▸ EXERCISE GOAL
Copy every line of the data below word for word, and leave the pictures out of your answer.

Stored items
##############################

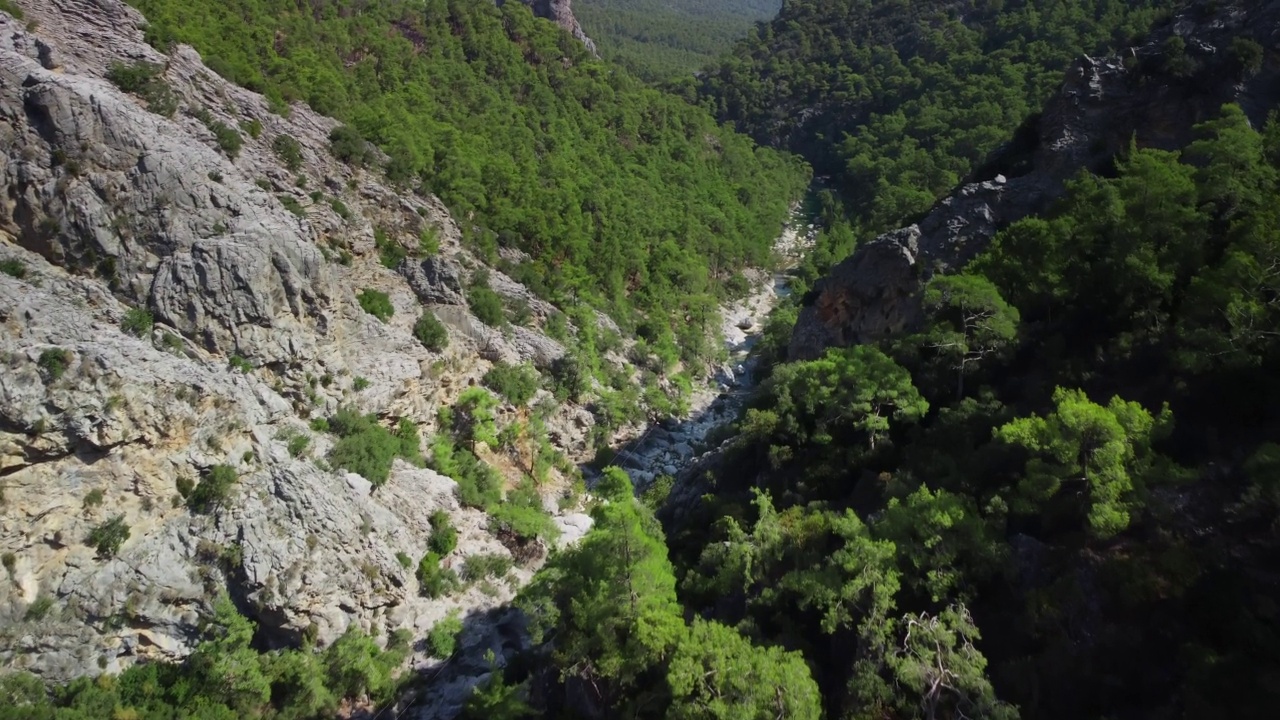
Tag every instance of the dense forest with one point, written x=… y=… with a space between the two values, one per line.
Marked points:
x=1055 y=497
x=897 y=101
x=662 y=39
x=624 y=197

##############################

▸ RESPONSE TO THIS EXERCISE
Tag every instance of the dense forest with one point, written x=… y=… with a space between the two values, one per line.
Marked points:
x=1055 y=497
x=897 y=101
x=662 y=39
x=624 y=197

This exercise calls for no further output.